Go through the entries below. Copy out every line that contains "blue".

↓↓↓

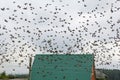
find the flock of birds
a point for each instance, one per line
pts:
(27, 28)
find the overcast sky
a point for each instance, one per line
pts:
(26, 27)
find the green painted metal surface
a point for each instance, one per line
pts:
(62, 67)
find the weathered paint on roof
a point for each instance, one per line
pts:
(62, 67)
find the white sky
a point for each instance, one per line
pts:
(96, 20)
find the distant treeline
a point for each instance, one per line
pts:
(111, 74)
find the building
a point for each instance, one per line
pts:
(63, 67)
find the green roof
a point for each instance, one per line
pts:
(62, 67)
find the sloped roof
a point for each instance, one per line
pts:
(62, 67)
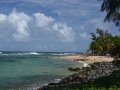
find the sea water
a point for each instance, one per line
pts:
(25, 70)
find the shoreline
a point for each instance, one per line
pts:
(87, 59)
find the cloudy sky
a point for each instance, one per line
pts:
(50, 25)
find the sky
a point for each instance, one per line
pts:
(50, 25)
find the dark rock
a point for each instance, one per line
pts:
(74, 69)
(86, 74)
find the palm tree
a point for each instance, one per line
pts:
(112, 7)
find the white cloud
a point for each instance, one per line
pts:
(84, 35)
(23, 26)
(66, 33)
(20, 21)
(42, 21)
(2, 18)
(98, 23)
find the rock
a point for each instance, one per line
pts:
(86, 74)
(74, 69)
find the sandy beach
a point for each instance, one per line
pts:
(88, 59)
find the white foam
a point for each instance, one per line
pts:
(34, 53)
(84, 64)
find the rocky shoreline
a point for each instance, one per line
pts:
(86, 74)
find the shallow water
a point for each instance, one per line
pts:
(27, 71)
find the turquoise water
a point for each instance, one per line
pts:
(23, 71)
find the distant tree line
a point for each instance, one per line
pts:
(104, 43)
(112, 8)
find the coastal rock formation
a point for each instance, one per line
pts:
(86, 74)
(74, 69)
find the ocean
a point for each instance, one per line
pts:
(27, 70)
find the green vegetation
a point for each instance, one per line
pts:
(104, 43)
(103, 83)
(112, 8)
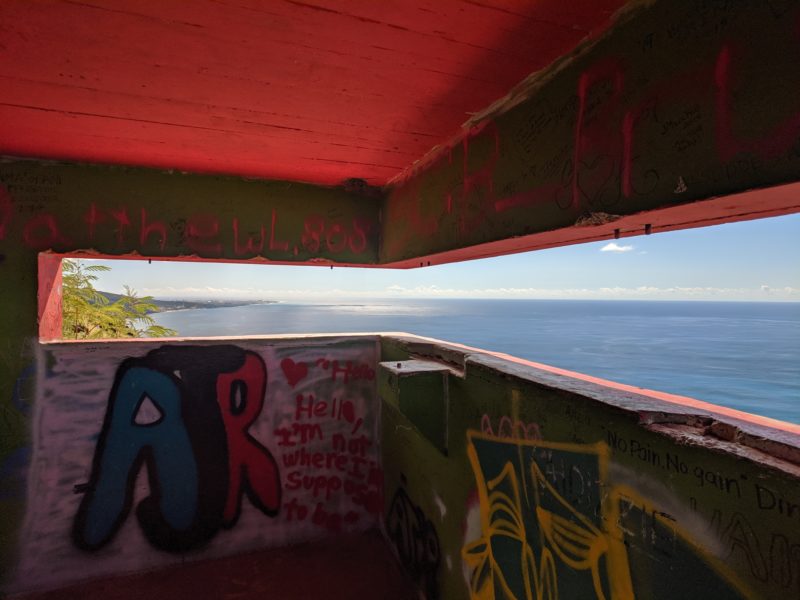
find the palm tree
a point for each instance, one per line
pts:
(88, 314)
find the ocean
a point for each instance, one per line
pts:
(742, 355)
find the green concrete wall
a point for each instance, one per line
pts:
(553, 487)
(138, 212)
(677, 102)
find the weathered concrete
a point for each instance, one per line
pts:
(484, 472)
(676, 103)
(560, 485)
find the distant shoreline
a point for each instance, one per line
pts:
(176, 305)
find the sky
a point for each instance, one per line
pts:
(747, 261)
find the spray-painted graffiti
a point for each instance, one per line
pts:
(511, 428)
(184, 413)
(553, 526)
(126, 227)
(616, 130)
(211, 449)
(415, 539)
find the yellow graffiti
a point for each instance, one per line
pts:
(562, 534)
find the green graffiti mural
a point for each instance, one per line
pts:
(554, 525)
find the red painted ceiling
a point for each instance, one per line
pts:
(317, 90)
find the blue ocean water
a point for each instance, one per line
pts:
(737, 354)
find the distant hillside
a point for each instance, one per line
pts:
(164, 305)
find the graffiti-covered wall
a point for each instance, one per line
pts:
(147, 454)
(550, 486)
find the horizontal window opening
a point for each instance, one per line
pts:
(648, 312)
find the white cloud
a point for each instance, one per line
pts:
(614, 247)
(643, 292)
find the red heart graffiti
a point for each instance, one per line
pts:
(294, 371)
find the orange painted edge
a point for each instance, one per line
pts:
(623, 387)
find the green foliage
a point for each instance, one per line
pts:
(88, 314)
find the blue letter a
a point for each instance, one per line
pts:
(125, 443)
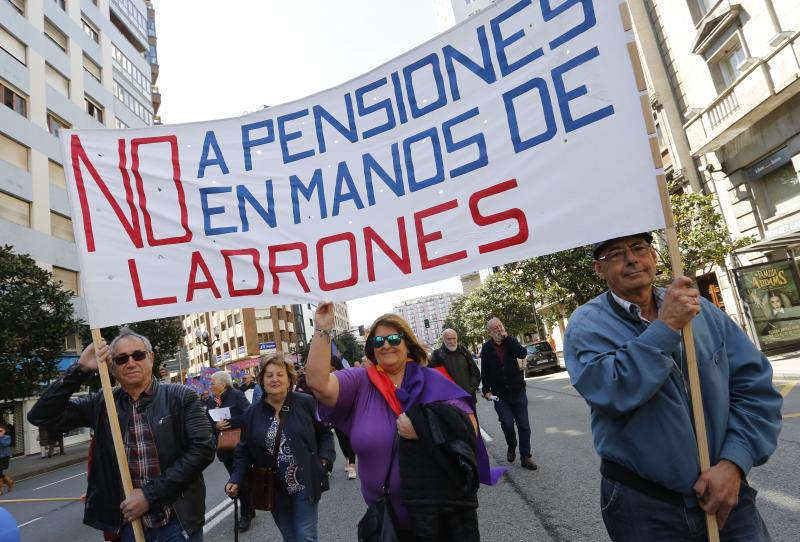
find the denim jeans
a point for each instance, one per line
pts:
(295, 515)
(171, 532)
(515, 410)
(633, 516)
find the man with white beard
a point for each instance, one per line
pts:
(457, 361)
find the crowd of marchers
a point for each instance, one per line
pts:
(406, 423)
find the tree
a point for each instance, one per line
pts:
(348, 347)
(164, 334)
(703, 236)
(565, 278)
(36, 314)
(501, 296)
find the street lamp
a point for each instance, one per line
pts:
(201, 337)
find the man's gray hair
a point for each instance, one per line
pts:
(222, 377)
(128, 333)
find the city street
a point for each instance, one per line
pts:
(559, 502)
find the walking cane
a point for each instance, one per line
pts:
(236, 519)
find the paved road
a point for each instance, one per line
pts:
(559, 502)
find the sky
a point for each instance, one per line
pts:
(219, 60)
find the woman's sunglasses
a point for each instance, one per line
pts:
(122, 359)
(394, 339)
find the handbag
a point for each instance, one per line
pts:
(377, 524)
(228, 439)
(262, 479)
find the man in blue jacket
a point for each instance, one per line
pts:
(625, 356)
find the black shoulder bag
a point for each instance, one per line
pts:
(377, 525)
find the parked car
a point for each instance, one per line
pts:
(540, 358)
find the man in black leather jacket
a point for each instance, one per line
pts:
(167, 435)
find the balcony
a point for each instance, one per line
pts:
(759, 90)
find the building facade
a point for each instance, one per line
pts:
(725, 90)
(238, 337)
(63, 64)
(430, 309)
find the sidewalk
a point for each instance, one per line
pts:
(786, 366)
(31, 465)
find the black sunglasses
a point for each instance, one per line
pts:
(394, 339)
(122, 359)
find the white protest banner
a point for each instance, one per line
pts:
(517, 133)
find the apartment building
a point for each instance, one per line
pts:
(63, 64)
(431, 310)
(238, 337)
(725, 80)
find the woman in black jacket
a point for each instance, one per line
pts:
(305, 454)
(224, 395)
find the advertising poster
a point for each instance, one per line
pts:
(771, 294)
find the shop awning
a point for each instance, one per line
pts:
(785, 241)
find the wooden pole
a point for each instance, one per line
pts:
(635, 9)
(116, 434)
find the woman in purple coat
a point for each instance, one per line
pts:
(370, 405)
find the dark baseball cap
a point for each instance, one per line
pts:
(596, 247)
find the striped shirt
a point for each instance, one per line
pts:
(140, 448)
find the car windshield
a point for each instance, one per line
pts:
(538, 347)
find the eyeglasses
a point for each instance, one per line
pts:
(122, 359)
(618, 254)
(394, 339)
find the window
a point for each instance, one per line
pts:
(131, 72)
(782, 189)
(15, 210)
(54, 124)
(729, 64)
(14, 153)
(92, 68)
(94, 110)
(67, 278)
(90, 30)
(55, 35)
(12, 46)
(56, 80)
(19, 5)
(132, 103)
(56, 174)
(61, 227)
(13, 100)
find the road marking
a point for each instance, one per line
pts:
(787, 388)
(58, 482)
(219, 517)
(780, 499)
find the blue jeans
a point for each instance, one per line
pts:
(171, 532)
(633, 516)
(295, 515)
(515, 410)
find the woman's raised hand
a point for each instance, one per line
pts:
(323, 318)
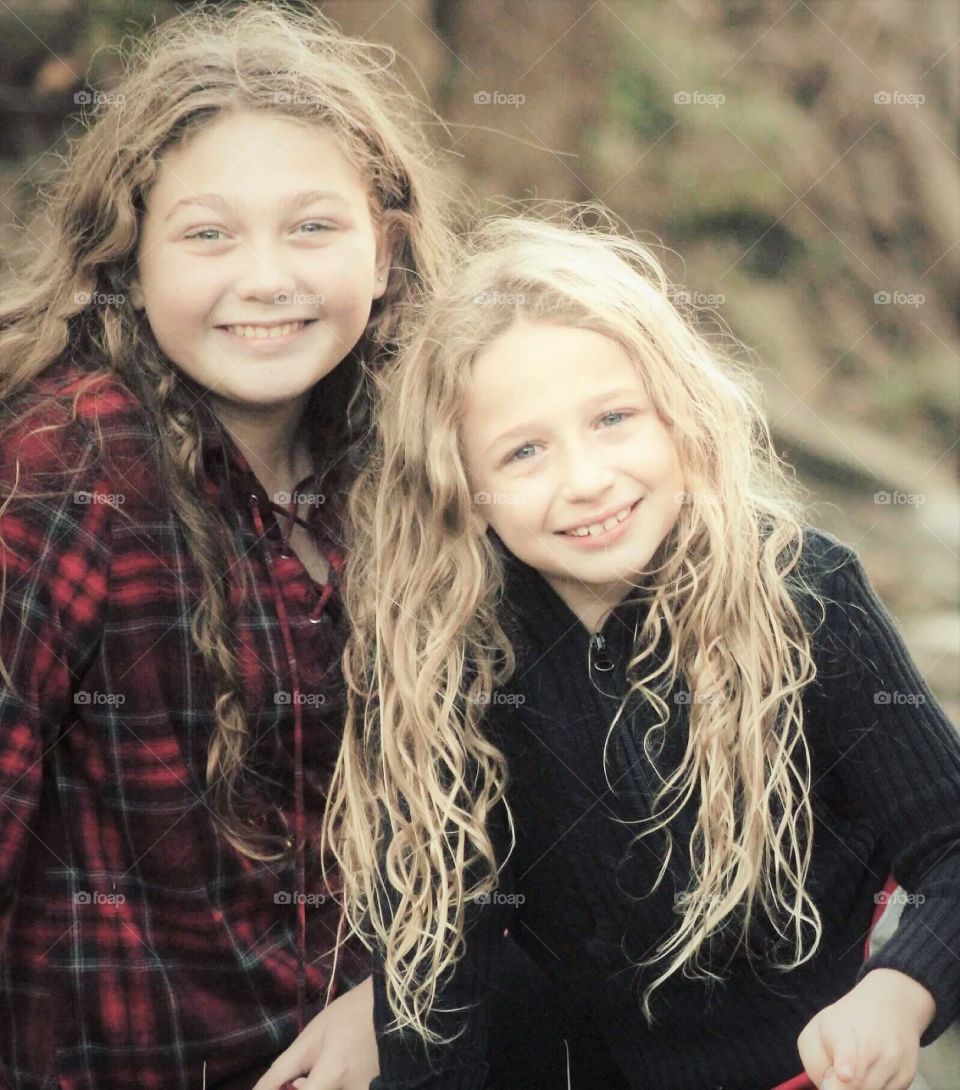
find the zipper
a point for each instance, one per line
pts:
(599, 658)
(598, 655)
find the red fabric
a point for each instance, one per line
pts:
(801, 1081)
(138, 949)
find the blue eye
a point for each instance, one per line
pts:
(205, 230)
(518, 455)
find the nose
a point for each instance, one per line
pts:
(266, 275)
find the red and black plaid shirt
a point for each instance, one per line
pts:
(136, 947)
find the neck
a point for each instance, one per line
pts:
(593, 605)
(270, 439)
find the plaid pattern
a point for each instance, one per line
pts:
(138, 949)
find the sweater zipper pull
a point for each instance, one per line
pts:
(599, 656)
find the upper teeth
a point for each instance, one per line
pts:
(266, 330)
(598, 528)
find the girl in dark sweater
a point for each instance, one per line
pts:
(608, 692)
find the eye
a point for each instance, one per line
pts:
(205, 231)
(518, 455)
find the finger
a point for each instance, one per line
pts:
(840, 1043)
(813, 1055)
(325, 1076)
(287, 1067)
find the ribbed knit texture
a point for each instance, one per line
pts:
(886, 772)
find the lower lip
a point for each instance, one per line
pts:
(266, 343)
(607, 537)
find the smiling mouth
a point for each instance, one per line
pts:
(268, 331)
(597, 529)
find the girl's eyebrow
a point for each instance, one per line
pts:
(530, 426)
(294, 201)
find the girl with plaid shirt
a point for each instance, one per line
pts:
(184, 370)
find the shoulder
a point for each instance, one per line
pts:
(77, 428)
(822, 556)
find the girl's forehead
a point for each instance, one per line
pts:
(241, 155)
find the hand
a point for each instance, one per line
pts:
(336, 1051)
(870, 1039)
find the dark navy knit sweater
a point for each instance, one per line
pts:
(886, 790)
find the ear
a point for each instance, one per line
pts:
(389, 237)
(136, 295)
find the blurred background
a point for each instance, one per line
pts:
(796, 164)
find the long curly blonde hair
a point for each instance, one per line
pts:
(82, 249)
(417, 778)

↑↑↑

◆ **Expected answer**
find the blue ocean water
find the blue letter a
find the man in blue jacket
find the blue jeans
find the blue eye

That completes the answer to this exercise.